**JOB:** What is needed is an exact copy of the entries below, from the line that contains "of the gray" through the final line, both included, and nothing else.

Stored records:

__________

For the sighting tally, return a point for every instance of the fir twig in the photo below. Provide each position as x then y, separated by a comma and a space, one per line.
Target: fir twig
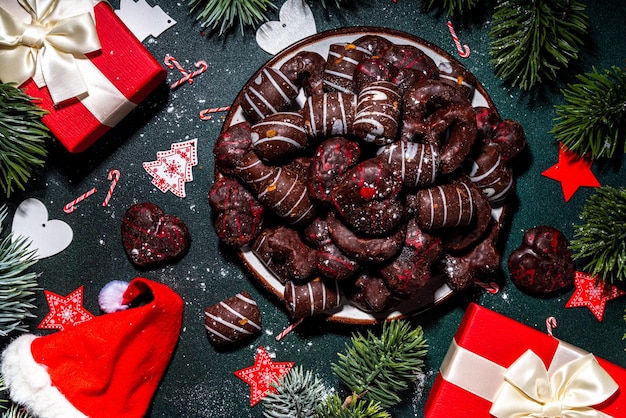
453, 7
298, 395
593, 121
601, 238
333, 407
17, 287
533, 39
224, 13
22, 137
380, 368
11, 410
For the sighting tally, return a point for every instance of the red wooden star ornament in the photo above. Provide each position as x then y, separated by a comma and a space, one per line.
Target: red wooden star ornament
572, 171
593, 294
262, 374
65, 311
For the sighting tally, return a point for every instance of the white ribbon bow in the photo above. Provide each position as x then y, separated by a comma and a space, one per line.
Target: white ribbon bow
46, 49
570, 392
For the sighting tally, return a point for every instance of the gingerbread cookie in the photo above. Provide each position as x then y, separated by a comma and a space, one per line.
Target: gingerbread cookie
151, 237
279, 136
543, 263
312, 298
232, 320
238, 214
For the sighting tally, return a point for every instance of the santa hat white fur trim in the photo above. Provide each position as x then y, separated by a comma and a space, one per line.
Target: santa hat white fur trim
30, 383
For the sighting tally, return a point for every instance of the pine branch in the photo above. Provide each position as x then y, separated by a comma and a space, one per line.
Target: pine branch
380, 368
333, 407
17, 287
12, 410
593, 122
601, 238
224, 13
532, 40
22, 137
298, 395
453, 7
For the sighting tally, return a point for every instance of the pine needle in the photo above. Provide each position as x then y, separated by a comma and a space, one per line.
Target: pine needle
601, 238
224, 13
22, 138
593, 121
358, 408
532, 40
17, 287
380, 368
298, 395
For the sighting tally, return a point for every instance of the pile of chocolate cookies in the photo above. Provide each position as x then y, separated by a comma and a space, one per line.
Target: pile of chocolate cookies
384, 178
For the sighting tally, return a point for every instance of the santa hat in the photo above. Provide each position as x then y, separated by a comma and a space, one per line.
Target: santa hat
109, 366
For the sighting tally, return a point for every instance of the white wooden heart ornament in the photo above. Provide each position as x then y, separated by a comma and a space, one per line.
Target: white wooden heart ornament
296, 22
46, 237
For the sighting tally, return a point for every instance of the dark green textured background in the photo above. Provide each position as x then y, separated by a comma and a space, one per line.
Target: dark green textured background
200, 380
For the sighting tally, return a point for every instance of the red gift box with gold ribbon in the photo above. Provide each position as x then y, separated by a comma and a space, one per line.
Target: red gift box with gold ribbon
498, 367
80, 61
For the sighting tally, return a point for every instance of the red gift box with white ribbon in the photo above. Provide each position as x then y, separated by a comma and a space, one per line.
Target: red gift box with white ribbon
498, 367
80, 61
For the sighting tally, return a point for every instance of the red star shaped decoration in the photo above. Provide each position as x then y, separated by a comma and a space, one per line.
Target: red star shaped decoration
573, 171
65, 310
262, 374
172, 168
593, 294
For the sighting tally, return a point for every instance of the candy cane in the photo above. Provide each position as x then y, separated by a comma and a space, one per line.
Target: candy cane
464, 53
204, 114
71, 206
289, 329
114, 176
491, 287
550, 324
188, 77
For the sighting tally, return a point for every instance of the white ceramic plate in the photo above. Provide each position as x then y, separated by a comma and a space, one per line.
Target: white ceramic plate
437, 290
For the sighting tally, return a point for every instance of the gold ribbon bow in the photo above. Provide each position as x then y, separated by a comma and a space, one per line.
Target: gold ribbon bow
46, 48
570, 392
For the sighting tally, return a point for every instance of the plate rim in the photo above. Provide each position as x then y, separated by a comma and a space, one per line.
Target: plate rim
369, 318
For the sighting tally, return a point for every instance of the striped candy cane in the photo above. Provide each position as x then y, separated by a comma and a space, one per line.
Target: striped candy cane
463, 50
114, 176
206, 113
71, 206
289, 329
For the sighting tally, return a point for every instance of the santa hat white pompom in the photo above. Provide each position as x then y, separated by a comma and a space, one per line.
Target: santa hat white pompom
111, 296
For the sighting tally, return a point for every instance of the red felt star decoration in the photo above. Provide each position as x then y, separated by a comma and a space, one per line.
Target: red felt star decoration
262, 374
172, 168
593, 294
65, 310
573, 171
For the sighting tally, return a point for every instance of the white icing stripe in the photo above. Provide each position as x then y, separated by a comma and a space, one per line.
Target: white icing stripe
298, 128
338, 74
444, 205
277, 86
239, 315
217, 333
227, 324
337, 87
293, 185
311, 300
253, 106
433, 155
432, 208
311, 116
419, 167
470, 201
245, 299
263, 100
278, 138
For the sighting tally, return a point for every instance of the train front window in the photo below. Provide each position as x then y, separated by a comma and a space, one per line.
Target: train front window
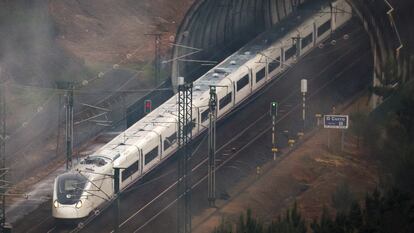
70, 188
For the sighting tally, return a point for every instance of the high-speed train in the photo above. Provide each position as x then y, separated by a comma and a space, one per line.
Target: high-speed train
153, 139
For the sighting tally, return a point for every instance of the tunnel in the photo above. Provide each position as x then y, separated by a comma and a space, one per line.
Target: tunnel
213, 29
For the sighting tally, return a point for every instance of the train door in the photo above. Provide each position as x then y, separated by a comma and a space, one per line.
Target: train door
224, 99
151, 151
241, 84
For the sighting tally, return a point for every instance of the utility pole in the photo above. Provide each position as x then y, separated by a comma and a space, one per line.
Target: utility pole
212, 147
117, 200
3, 169
296, 40
185, 127
273, 114
157, 48
68, 86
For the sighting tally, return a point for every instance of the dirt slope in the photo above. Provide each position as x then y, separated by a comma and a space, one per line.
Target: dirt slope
106, 31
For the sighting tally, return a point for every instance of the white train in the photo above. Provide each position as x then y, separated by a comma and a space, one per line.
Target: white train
153, 139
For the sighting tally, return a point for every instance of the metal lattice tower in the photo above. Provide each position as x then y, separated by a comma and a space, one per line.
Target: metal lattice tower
212, 147
69, 126
185, 126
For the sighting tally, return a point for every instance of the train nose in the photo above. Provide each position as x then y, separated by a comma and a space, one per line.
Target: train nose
65, 212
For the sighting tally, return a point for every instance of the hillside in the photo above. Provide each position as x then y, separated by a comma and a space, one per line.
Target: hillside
104, 31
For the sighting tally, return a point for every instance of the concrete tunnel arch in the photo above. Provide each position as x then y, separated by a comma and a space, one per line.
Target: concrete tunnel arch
219, 27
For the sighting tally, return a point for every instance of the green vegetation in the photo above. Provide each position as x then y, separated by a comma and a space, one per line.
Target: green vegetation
392, 212
291, 222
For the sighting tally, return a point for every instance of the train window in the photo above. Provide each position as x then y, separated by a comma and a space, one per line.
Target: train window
190, 126
169, 141
273, 65
204, 115
70, 187
225, 100
324, 27
129, 171
307, 40
290, 52
151, 155
260, 74
242, 82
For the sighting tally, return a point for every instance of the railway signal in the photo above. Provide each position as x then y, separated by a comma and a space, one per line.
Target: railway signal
273, 113
147, 106
304, 90
212, 147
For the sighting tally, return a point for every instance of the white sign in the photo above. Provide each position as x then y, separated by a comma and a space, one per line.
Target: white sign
336, 121
303, 85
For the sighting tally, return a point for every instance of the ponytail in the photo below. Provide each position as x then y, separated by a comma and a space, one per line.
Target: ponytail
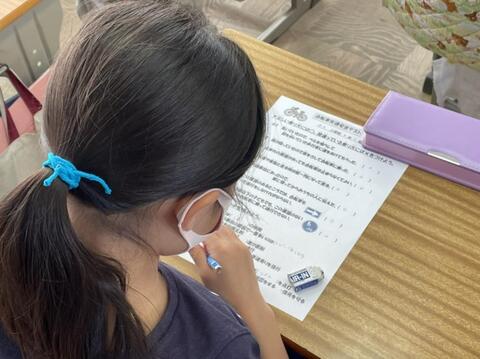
57, 299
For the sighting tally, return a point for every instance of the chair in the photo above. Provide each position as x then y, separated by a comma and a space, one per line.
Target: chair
29, 35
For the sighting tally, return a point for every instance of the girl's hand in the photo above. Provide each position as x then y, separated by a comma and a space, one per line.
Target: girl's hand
236, 282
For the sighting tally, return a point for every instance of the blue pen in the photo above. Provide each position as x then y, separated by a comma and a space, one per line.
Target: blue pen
213, 264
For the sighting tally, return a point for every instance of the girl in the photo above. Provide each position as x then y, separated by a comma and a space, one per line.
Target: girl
151, 118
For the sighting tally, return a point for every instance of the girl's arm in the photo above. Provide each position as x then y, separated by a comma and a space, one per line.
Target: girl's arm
237, 284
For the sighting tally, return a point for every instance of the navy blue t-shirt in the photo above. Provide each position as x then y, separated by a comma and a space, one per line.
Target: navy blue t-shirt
196, 324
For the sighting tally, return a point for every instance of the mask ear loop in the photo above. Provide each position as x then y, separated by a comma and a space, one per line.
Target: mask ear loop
192, 237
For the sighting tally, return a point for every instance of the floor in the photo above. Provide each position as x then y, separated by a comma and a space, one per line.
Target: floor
356, 37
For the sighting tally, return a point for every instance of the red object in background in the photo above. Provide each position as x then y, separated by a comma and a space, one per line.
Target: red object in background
20, 115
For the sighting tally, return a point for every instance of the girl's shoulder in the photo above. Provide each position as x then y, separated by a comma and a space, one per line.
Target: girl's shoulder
199, 324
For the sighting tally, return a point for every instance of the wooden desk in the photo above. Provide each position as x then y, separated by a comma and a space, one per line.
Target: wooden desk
410, 288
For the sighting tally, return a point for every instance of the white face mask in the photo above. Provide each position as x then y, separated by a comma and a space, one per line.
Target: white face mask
192, 237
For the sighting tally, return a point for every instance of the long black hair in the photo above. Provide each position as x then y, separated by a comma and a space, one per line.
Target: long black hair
152, 99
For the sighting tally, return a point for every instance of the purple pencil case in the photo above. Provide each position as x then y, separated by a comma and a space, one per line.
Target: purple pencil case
428, 137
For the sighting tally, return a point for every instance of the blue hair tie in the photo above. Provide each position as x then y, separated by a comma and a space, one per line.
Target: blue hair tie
69, 174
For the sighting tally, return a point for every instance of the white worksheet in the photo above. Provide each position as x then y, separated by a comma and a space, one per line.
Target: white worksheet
310, 195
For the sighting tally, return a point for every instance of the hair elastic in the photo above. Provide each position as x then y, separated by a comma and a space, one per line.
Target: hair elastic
69, 174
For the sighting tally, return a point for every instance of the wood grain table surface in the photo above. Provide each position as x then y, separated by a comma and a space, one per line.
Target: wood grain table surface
10, 10
410, 288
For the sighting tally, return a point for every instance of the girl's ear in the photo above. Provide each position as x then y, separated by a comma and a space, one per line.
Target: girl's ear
194, 208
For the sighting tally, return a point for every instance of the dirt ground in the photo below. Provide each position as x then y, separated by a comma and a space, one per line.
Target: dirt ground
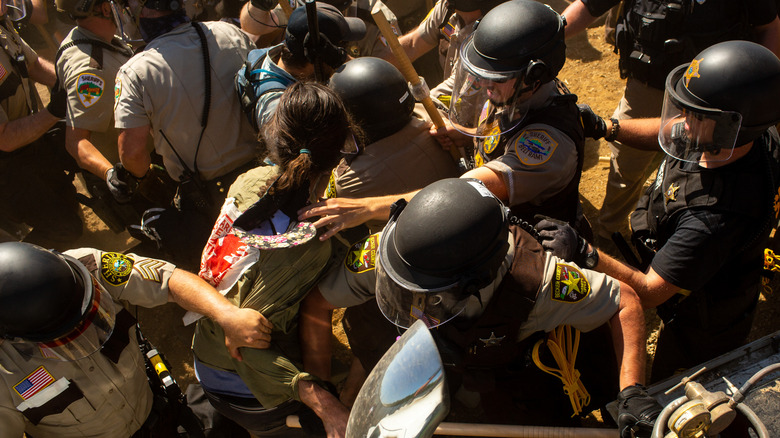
590, 72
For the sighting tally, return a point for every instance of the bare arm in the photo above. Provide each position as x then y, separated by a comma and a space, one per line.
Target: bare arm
333, 414
628, 336
21, 132
243, 327
768, 35
577, 18
78, 144
257, 21
132, 150
42, 71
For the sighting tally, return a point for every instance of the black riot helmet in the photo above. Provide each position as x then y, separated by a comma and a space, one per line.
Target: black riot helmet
443, 247
50, 306
376, 95
725, 98
517, 46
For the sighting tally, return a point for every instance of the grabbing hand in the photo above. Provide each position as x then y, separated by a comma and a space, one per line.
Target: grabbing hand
58, 101
562, 240
594, 126
637, 412
246, 328
121, 183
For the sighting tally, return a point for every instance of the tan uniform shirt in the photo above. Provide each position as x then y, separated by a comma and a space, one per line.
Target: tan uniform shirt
164, 87
18, 95
408, 160
116, 398
354, 282
90, 87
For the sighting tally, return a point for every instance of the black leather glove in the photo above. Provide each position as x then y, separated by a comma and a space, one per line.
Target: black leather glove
121, 183
637, 412
561, 239
58, 101
594, 126
265, 5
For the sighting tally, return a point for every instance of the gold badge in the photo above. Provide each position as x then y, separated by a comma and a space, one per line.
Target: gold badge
692, 71
671, 193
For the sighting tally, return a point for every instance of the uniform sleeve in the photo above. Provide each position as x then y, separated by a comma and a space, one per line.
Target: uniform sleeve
701, 243
538, 163
428, 30
598, 8
88, 105
10, 418
128, 277
353, 281
761, 12
571, 295
129, 109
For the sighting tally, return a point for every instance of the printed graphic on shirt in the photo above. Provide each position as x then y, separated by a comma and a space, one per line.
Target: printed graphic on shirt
150, 269
362, 255
569, 285
535, 147
115, 268
34, 383
89, 88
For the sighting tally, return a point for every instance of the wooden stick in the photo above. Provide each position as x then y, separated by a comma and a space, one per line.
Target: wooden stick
407, 69
507, 430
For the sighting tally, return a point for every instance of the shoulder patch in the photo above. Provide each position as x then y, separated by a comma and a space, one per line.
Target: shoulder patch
362, 255
89, 88
569, 284
534, 147
34, 383
115, 268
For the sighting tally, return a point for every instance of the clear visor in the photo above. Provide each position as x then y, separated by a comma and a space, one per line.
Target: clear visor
486, 103
86, 338
126, 20
403, 306
14, 9
693, 133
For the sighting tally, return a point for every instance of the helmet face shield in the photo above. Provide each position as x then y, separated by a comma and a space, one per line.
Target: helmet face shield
693, 133
126, 20
90, 333
14, 9
483, 100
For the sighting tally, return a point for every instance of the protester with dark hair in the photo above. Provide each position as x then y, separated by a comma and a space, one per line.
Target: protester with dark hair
273, 262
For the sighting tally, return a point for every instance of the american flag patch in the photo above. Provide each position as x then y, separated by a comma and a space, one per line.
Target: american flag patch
32, 384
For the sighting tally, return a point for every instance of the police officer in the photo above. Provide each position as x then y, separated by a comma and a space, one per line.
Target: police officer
177, 90
654, 37
70, 355
268, 72
397, 155
445, 27
36, 190
453, 259
702, 226
524, 123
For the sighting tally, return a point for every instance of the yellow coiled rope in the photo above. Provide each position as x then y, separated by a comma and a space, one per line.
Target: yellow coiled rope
564, 350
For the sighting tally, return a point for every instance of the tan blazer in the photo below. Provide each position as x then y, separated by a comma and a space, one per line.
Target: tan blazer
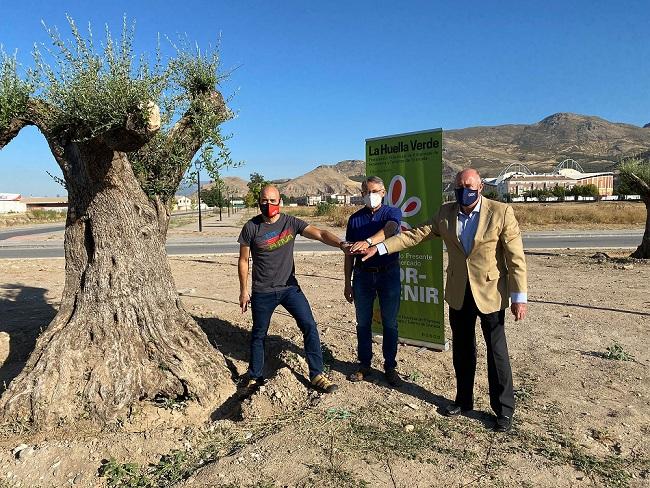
496, 265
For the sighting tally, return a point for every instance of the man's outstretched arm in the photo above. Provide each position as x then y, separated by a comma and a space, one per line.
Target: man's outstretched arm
325, 236
242, 268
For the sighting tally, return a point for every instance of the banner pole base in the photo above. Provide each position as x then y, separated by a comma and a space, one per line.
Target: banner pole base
378, 338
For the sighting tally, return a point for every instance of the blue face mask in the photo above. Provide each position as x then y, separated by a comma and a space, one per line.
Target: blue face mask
466, 196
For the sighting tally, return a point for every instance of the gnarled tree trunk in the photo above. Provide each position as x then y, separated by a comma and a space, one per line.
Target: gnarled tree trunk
643, 251
121, 334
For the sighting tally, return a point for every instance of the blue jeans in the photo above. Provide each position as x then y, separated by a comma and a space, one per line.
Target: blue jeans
367, 285
295, 302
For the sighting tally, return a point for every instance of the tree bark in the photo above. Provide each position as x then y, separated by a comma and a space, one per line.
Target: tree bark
121, 335
643, 251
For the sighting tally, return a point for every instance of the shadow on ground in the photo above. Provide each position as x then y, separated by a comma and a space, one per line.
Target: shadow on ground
233, 342
24, 314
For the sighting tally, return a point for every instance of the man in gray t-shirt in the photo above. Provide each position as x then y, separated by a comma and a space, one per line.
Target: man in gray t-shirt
269, 238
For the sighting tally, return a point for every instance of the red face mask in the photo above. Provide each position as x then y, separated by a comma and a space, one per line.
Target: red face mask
269, 209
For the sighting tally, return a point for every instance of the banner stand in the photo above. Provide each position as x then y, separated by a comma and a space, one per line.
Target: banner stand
410, 165
378, 339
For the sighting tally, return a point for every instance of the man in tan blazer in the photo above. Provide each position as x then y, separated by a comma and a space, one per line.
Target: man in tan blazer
487, 270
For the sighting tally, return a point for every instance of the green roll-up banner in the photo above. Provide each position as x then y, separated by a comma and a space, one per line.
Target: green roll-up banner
411, 167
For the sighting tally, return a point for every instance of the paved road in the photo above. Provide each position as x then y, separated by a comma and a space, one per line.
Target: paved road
214, 245
30, 230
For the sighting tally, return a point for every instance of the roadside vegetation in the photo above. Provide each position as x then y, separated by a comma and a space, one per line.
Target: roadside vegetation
31, 217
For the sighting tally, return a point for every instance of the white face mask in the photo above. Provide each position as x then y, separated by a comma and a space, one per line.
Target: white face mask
372, 200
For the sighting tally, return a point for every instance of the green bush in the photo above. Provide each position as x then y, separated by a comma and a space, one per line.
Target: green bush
323, 209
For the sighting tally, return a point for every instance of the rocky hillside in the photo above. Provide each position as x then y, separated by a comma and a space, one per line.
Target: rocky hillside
327, 179
595, 143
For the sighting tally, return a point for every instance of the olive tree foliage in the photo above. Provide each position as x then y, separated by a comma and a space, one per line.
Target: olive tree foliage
94, 92
123, 130
635, 175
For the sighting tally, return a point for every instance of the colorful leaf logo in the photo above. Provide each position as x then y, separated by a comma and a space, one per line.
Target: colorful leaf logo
395, 198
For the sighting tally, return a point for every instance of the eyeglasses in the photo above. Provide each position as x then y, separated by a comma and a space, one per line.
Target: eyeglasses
366, 192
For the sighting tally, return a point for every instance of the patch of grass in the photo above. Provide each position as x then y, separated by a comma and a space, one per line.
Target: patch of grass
580, 215
372, 432
616, 352
333, 477
179, 465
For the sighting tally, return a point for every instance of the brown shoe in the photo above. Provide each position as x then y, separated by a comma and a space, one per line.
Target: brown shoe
322, 384
360, 374
393, 378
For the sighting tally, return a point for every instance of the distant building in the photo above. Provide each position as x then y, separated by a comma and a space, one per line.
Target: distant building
309, 200
181, 203
339, 199
11, 203
517, 179
356, 200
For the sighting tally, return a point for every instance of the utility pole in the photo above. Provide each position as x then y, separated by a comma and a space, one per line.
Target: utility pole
219, 197
198, 182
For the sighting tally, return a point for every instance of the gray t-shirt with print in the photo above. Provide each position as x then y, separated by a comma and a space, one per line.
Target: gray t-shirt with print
271, 246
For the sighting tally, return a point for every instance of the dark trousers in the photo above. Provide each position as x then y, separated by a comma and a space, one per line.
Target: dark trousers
463, 325
385, 285
295, 302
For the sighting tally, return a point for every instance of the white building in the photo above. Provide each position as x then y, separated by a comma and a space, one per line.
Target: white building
517, 179
11, 203
182, 202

__________

**PROBLEM SOLUTION:**
For the sighting tally, return a point for every instance of the gray t-shirt with print in the photo above. Provide each position as x then y, separated by a comma and a space, one per line.
Target: gray t-shirt with print
271, 246
For the sighting tally, return a point for every instance of the dark trousers in the photo above. Provide each position as x then y, separated by a comma and a space, one per line.
Target: dark trousers
463, 325
385, 285
295, 302
For the sighting tally, return a point for every instance of the white building in the photo above. Provide each position as x then y, separated by a comma and a space, one per line.
Target: white building
517, 179
11, 203
182, 202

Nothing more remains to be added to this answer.